• [Reading passage]
=======
As long as he's honest.
I just can't take another skeezy scammer, like that guy I met yesterday.
Skeezy scammer? Sounds like a jerk.
Yeah, he sure w Aah! You.
Hi.
Welcome to class, everyone.
Ooh, twinsies.
This is your shop? Yes.
Uh, it was my grandfather's and then my father's and now mine.
Cars run in the family.
So you earned none of this.
Oh, Regina.
Hey, it-it's great to see you again.
If you take this class any more times, you're gonna be the one teaching it.
Can I take a picture of you? Okay, class, let's go ahead and get started.
You know, this class is a sham.
You're giving people false hope.
'Cause then, when they realize they can't fix their own cars, they're gonna crawl back to you and then you can swindle them.
It's just like one of those restaurants that gives you free chips and then charges a ton for guac.
Is that one of Taco Tina's troubles? That's not what's happening here, okay? I-I just like to empower people so that they don't need someone like me to come in and "vansplain".
Vansplain! No matter how many times I hear that, it just gets funnier.
Lady, be cool.
First thing I want to teach you all is how to monitor your vehicle's fluids.
So who wants to come up and help me check the oil? Please, God, I never ask for anything.
How about you, Carly? Fine.
I was just trying to give someone else a chance, since I already know how to do all this, but I suppose I can demonstrate for the good of my peers.
Great.
Then reach on down in and grab the dipstick.
- Seriously? - I didn't name it.
Not it.
I know.
I was just testing you.
Good job.
You passed.
Here, let me just help.
Look, I can do it myself.
Okay, class.
=======
• [Data section]
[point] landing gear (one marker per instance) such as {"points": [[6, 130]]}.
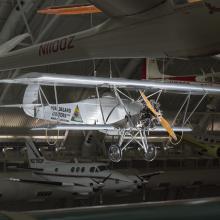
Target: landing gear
{"points": [[115, 153], [151, 153]]}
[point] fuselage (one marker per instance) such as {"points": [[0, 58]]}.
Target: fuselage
{"points": [[88, 111], [93, 175]]}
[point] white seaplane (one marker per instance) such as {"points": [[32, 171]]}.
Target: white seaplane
{"points": [[115, 115], [80, 178]]}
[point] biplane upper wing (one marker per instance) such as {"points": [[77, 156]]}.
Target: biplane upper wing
{"points": [[88, 81], [109, 129], [119, 8]]}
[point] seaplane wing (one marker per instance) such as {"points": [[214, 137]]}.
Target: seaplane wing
{"points": [[88, 81], [120, 8], [44, 182], [147, 176]]}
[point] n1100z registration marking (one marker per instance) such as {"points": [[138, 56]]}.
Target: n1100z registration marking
{"points": [[56, 46]]}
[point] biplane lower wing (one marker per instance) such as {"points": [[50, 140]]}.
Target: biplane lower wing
{"points": [[88, 81]]}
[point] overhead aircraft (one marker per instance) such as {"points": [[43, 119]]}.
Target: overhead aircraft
{"points": [[151, 71], [116, 115], [153, 28], [80, 178]]}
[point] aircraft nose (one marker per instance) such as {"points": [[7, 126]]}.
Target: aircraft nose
{"points": [[122, 177]]}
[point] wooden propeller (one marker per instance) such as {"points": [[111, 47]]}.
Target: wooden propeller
{"points": [[70, 10], [160, 118]]}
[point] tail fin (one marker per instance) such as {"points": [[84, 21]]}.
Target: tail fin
{"points": [[151, 70], [11, 44], [35, 157], [30, 97]]}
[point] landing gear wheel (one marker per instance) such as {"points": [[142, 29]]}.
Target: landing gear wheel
{"points": [[151, 153], [115, 153]]}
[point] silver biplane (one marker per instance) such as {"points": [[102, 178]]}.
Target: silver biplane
{"points": [[134, 29], [118, 114]]}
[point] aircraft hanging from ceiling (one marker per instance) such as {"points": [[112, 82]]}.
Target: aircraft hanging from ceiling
{"points": [[115, 115], [80, 178], [153, 28]]}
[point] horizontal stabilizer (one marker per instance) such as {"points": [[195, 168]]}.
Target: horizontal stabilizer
{"points": [[70, 10], [147, 176]]}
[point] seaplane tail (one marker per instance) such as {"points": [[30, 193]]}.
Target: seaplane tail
{"points": [[150, 71], [35, 158]]}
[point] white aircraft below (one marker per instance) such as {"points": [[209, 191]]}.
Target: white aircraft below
{"points": [[80, 178], [152, 28]]}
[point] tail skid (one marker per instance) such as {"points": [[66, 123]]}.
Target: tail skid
{"points": [[35, 157]]}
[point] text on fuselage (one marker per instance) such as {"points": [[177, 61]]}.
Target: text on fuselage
{"points": [[56, 46]]}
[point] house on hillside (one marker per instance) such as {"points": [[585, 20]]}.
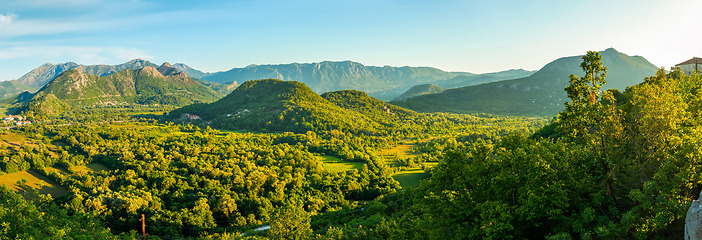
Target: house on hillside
{"points": [[691, 66]]}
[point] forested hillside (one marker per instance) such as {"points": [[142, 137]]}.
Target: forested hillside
{"points": [[540, 94], [611, 166], [145, 86], [274, 155]]}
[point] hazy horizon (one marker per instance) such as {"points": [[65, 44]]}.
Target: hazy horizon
{"points": [[456, 36]]}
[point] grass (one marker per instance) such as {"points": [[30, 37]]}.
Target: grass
{"points": [[34, 180], [90, 168], [410, 177], [334, 164]]}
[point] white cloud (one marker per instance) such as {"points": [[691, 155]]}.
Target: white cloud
{"points": [[81, 55], [7, 19]]}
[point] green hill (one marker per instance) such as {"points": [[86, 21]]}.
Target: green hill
{"points": [[276, 105], [539, 94], [420, 90], [332, 76], [148, 85], [475, 79]]}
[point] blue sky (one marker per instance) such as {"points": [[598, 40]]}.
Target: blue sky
{"points": [[472, 36]]}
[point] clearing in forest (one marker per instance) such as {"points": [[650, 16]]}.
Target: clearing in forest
{"points": [[334, 164], [34, 180]]}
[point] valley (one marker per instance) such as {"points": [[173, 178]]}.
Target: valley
{"points": [[476, 161]]}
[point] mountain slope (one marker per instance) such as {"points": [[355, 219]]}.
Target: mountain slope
{"points": [[190, 71], [539, 94], [45, 73], [419, 90], [475, 79], [148, 85], [276, 105], [331, 76]]}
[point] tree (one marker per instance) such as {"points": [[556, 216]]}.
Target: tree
{"points": [[579, 114], [290, 222]]}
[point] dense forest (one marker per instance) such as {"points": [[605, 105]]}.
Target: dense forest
{"points": [[611, 165]]}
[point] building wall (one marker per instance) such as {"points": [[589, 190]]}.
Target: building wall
{"points": [[690, 68]]}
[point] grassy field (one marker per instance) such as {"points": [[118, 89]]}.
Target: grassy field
{"points": [[334, 164], [34, 180], [90, 168], [410, 177]]}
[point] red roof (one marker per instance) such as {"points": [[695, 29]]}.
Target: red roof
{"points": [[694, 60]]}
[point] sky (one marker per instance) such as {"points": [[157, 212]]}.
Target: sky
{"points": [[468, 36]]}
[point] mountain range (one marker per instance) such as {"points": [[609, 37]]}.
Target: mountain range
{"points": [[539, 94], [384, 83], [164, 85], [276, 105]]}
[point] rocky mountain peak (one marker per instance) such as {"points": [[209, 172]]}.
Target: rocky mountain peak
{"points": [[150, 71], [166, 69]]}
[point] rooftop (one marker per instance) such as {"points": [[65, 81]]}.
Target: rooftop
{"points": [[691, 61]]}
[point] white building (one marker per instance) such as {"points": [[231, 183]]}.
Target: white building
{"points": [[691, 66]]}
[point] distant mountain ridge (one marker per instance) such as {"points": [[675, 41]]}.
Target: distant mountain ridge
{"points": [[164, 85], [276, 105], [38, 77], [419, 90], [384, 82], [331, 76], [539, 94]]}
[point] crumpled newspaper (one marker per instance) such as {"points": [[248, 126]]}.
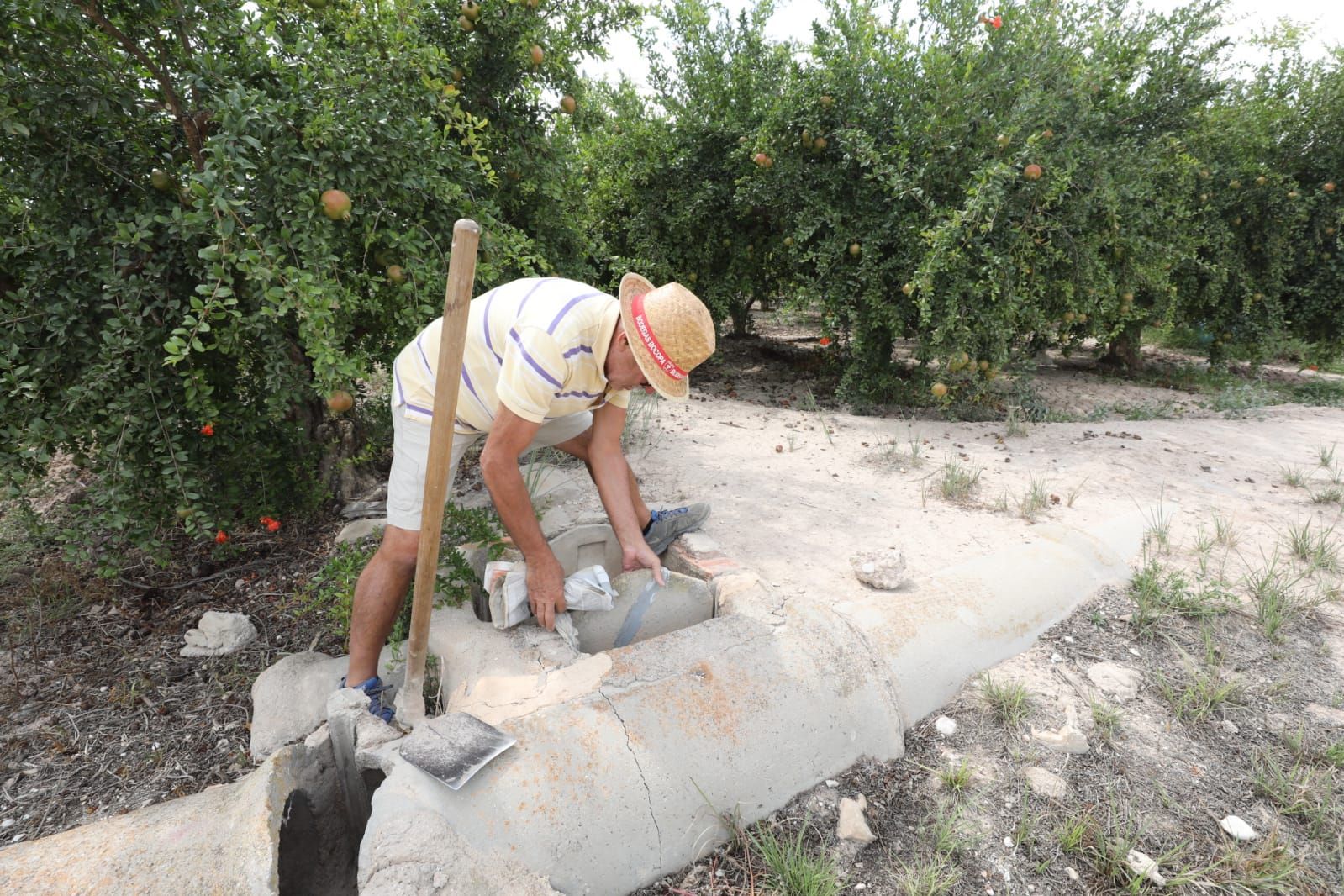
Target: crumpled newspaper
{"points": [[589, 588]]}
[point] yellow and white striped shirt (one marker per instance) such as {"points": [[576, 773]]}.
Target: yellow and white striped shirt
{"points": [[538, 345]]}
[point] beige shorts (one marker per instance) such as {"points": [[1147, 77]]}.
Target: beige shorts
{"points": [[410, 453]]}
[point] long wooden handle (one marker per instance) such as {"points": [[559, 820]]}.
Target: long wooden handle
{"points": [[457, 301]]}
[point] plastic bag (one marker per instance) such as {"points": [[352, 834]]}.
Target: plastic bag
{"points": [[589, 588]]}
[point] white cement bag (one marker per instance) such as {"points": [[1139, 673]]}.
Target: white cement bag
{"points": [[589, 588]]}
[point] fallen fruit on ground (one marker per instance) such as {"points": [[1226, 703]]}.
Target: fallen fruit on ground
{"points": [[336, 204], [340, 401]]}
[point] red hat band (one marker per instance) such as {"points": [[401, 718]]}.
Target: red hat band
{"points": [[646, 332]]}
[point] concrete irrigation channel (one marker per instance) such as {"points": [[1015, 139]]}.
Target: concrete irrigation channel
{"points": [[731, 698]]}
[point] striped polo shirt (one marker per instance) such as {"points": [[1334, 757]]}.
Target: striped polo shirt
{"points": [[538, 345]]}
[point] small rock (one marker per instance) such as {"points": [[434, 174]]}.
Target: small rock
{"points": [[1067, 739], [359, 530], [1117, 680], [883, 570], [852, 824], [1144, 867], [1046, 783], [556, 521], [219, 635], [1236, 828], [1328, 716]]}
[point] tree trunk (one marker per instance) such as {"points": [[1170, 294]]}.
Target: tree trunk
{"points": [[1125, 350]]}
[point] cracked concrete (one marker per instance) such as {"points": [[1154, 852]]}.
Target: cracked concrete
{"points": [[733, 715], [648, 793]]}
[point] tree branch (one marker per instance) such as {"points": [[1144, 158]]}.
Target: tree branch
{"points": [[188, 125]]}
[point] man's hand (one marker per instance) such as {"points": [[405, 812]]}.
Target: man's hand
{"points": [[641, 558], [546, 590]]}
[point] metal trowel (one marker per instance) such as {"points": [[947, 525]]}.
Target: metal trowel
{"points": [[635, 615], [453, 747]]}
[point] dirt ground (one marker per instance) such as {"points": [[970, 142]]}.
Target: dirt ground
{"points": [[103, 716]]}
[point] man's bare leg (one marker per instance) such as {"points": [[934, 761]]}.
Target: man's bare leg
{"points": [[378, 598]]}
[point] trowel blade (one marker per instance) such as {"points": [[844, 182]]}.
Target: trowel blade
{"points": [[455, 747], [635, 615]]}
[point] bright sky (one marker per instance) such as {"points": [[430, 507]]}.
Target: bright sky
{"points": [[1246, 18]]}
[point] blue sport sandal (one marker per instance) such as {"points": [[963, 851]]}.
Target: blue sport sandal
{"points": [[666, 525], [379, 696]]}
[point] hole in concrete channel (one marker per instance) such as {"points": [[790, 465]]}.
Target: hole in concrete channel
{"points": [[319, 840], [640, 613]]}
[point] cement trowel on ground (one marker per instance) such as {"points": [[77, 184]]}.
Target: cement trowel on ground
{"points": [[456, 746]]}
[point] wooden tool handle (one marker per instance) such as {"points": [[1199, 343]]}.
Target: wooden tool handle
{"points": [[457, 301]]}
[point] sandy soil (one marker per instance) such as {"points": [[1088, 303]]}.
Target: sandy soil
{"points": [[798, 487]]}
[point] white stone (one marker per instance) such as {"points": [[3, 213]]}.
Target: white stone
{"points": [[554, 521], [1046, 782], [218, 635], [1328, 716], [1144, 867], [1236, 828], [1117, 680], [361, 530], [1067, 739], [883, 570], [852, 824]]}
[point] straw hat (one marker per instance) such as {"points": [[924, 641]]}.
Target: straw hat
{"points": [[670, 329]]}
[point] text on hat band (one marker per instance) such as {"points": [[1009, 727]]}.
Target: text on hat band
{"points": [[651, 343]]}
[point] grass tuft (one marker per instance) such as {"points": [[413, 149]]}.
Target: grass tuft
{"points": [[792, 869], [1009, 703], [958, 480]]}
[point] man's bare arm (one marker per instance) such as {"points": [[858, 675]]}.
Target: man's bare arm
{"points": [[612, 474]]}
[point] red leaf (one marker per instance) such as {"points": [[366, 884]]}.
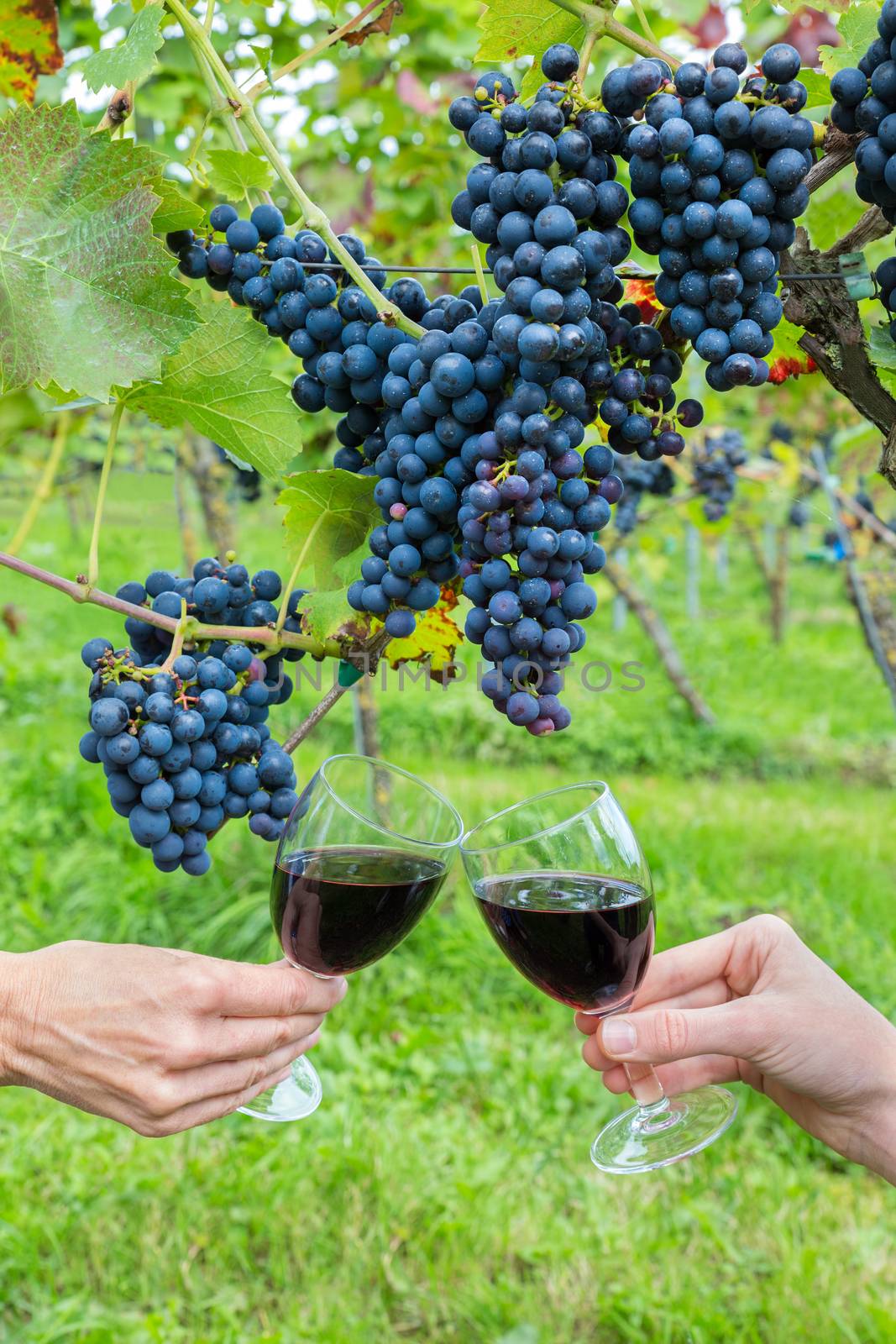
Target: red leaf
{"points": [[786, 367], [641, 292], [808, 31], [29, 46]]}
=======
• [Complete the following]
1. Please copy word for word the passage of the car repair class transcript between "I was just trying" and "didn't name it.", inclusive.
2. Write the next part of the car repair class transcript, picking up right after its final line.

• [Written responses]
1.
I was just trying to give someone else a chance, since I already know how to do all this, but I suppose I can demonstrate for the good of my peers.
Great.
Then reach on down in and grab the dipstick.
- Seriously? - I didn't name it.

2.
Who can tell me what Carly did wrong? If this doesn't put Harper in the right mood to hear bad news, I don't know what will.
I snagged the limited edition Normani Off Balance sneakers she's been coveting.
You wear them on your hands.
And I got this $2,000 bottle of champagne.
I bought it at an estate sale of someone who went bankrupt buying $2,000 bottles of champagne.
And I framed this photo of our least favorite cousin Roxy.
No matter what I do, I'll always look better in comparison.
Go to hell, Roxy.
She's here.
Hold up.
Flowers? Bubbly? Limited edition Normani Off Balance sneakers! You wear them on your hands.
You two did all this for me? We did, because we love you, and we need to tell you How happy you are that I got the styling job with Double Dutch? Wait.
How did you two already hear? You got the job? You got the job! Oh! There's even a picture of Roxy, to remind me that I'm doing better than her.
My L-F-C-U-M-E-B-M.
L-F-C-U-M-E-B-M? Least favorite cousin unless Maeve ever betrays me.
Back from the dumb auto mechanic class that I'm never going back to.
Flowers? Bubbly? Normani Off Balance sneakers that you wear on your hands? - You got the job! Oh, my God! - Yes! Come here! Oh, yay! Yeah, yeah.
Yeah, yeah, yeah, yeah, yeah.
Okay, okay.
Okay.
Now that we're all in such a good mood, Maeve has something she'd like to say.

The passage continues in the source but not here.